_Task statement_
Please repeat the listing below word for word, leaving out the pictures.

(Stored data entries)
————————

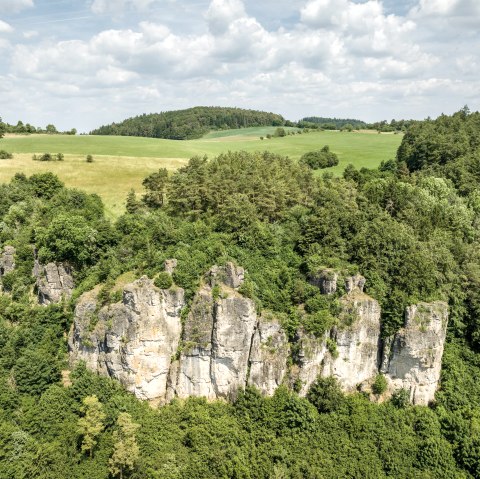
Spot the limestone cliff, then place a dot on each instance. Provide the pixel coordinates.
(54, 282)
(413, 359)
(7, 260)
(224, 345)
(132, 341)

————————

_Right answer_
Spot the limestone cliff, then place a dot on each instance. Provide the pixel coordinates.
(54, 282)
(413, 359)
(7, 260)
(224, 345)
(132, 341)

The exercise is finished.